選んだ抜粋文:
□ □ □ □

このwOBAですが、スケールを出塁率に合わせています。そのため、平均的な打者が.330前後に来るように、定数をかけて調整しているそうです(wOBA (野球) - Wikipediaより)。
この調整は直感的に数字を理解するために行われているそうですが、日本人にとって出塁率の大小というのはそこまで浸透しておらず、直感的かといわれると微妙な感じがします。
そのため今回は、出塁率ではなく打率にスケールを合わせたwOBAを作成してみたいと思います。なお、wOBAと区別するため、AVG_wOBAと呼ぶことにします。
1.02 - Essence of Baseball | DELTA Inc.
いつものようにDELTAさんからデータを拝借します。
なお、wOBAをリーグを超えて比較することはあまり一般的ではないので、(対戦する投手の能力が違うため)リーグごとに見ていきます。
2018年のリーグ別のwOBAと打率を拝借してきました。続いて、wOBAに何をかけたら打率になるかを示しているのが、変換係数です(正しい使い方か怪しいですが)。
掲載されているwOBA、打率はそれぞれ小数点以下3位までの概数であるため、リーグ間の変換係数に多少の誤差が出ているのは仕方がありません。ここをそろえるのならば、自分でwOBA等を1から計算する必要があるかと思われます。
wOBAを出塁率スケールに合わせる際の定数が、どの成績の打者にも平等にかけられているという前提ですが、これでwOBAをAVG_wOBAに変換するためには、約0.78程度の数字をかければいいということが分かりました。
要するに打率 ÷ 出塁率 ≒ 0.78ということです。
最後に、規定打者に対してAVG_wOBAを求めてみました(変換係数は0.78を使用しています)。
wOBAをAVG_wOBAに変換した表
このようになりました。
打率スケールに変換することで、だいぶ数字が見やすくなったというか、直感的に入ってきやすくなった感じが個人的にはしています。
また、この表から分かることですが、
AVG_wOBAはwOBAと大小関係が変わらないため、wOBA上位の選手がAVG_wOBAでも上位に入ります。

□ □ □ □

与えられた行:
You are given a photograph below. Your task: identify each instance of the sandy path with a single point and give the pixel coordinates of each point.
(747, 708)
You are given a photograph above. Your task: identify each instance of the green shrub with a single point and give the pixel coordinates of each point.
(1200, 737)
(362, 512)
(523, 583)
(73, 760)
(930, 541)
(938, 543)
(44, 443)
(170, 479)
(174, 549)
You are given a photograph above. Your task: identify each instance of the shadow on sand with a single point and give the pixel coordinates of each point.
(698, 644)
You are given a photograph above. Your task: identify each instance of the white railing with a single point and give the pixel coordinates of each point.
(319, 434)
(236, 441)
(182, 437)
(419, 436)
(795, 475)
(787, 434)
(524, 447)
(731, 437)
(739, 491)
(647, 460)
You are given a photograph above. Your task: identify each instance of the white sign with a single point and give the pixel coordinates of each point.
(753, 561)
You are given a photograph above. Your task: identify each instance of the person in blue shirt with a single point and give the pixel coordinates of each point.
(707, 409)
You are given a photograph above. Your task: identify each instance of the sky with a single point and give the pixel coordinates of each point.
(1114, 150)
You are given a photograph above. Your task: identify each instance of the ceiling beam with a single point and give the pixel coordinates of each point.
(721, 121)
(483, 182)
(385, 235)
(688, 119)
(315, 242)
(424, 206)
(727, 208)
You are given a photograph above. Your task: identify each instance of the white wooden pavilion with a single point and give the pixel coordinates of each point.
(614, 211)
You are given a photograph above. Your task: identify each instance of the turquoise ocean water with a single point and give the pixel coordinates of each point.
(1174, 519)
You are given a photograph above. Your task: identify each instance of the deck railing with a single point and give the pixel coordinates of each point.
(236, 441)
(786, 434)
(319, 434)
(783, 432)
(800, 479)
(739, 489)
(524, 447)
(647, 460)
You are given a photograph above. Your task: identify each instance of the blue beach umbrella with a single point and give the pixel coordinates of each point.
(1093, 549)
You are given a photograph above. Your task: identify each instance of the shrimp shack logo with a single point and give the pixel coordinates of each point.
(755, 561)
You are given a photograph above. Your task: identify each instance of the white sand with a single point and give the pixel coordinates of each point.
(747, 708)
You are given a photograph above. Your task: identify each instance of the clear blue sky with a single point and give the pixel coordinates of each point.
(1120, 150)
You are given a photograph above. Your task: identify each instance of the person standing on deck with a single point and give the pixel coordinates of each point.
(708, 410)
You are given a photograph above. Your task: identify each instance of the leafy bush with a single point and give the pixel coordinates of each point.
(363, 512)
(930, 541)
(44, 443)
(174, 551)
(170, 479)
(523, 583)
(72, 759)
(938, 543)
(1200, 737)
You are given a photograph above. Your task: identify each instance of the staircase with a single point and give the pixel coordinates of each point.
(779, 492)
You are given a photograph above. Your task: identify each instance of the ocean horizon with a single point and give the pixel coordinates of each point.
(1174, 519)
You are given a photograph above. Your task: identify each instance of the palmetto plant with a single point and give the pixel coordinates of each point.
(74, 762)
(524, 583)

□ □ □ □

取り組む課題:
1/ 抜粋文によると、wOBAをAVG_wOBAに変換するには、約いくつの数字をかければよいか。
2/ 抜粋文の内容を2文で要約しなさい。
3/ 抜粋文のうち、「1.02 - Essence」から「る必要があるかと思われます。」までの部分をそのまま書き写しなさい。
行は抜粋文とは別個の資料です。

課題の解答:
1/ 約0.78程度の数字をかければよい。

2/ 出塁率にスケールを合わせたwOBAは日本人にとって直感的とは言いにくいため、打率にスケールを合わせたAVG_wOBAを作成した。2018年のリーグ別データから変換係数は約0.78と分かり、規定打者のAVG_wOBAを求めると数字が直感的に入ってきやすくなったと感じられ、またwOBAと大小関係が変わらないため、wOBA上位の選手はAVG_wOBAでも上位に入る。

3/
1.02 - Essence of Baseball | DELTA Inc.
いつものようにDELTAさんからデータを拝借します。
なお、wOBAをリーグを超えて比較することはあまり一般的ではないので、(対戦する投手の能力が違うため)リーグごとに見ていきます。
2018年のリーグ別のwOBAと打率を拝借してきました。続いて、wOBAに何をかけたら打率になるかを示しているのが、変換係数です(正しい使い方か怪しいですが)。
掲載されているwOBA、打率はそれぞれ小数点以下3位までの概数であるため、リーグ間の変換係数に多少の誤差が出ているのは仕方がありません。ここをそろえるのならば、自分でwOBA等を1から計算する必要があるかと思われます。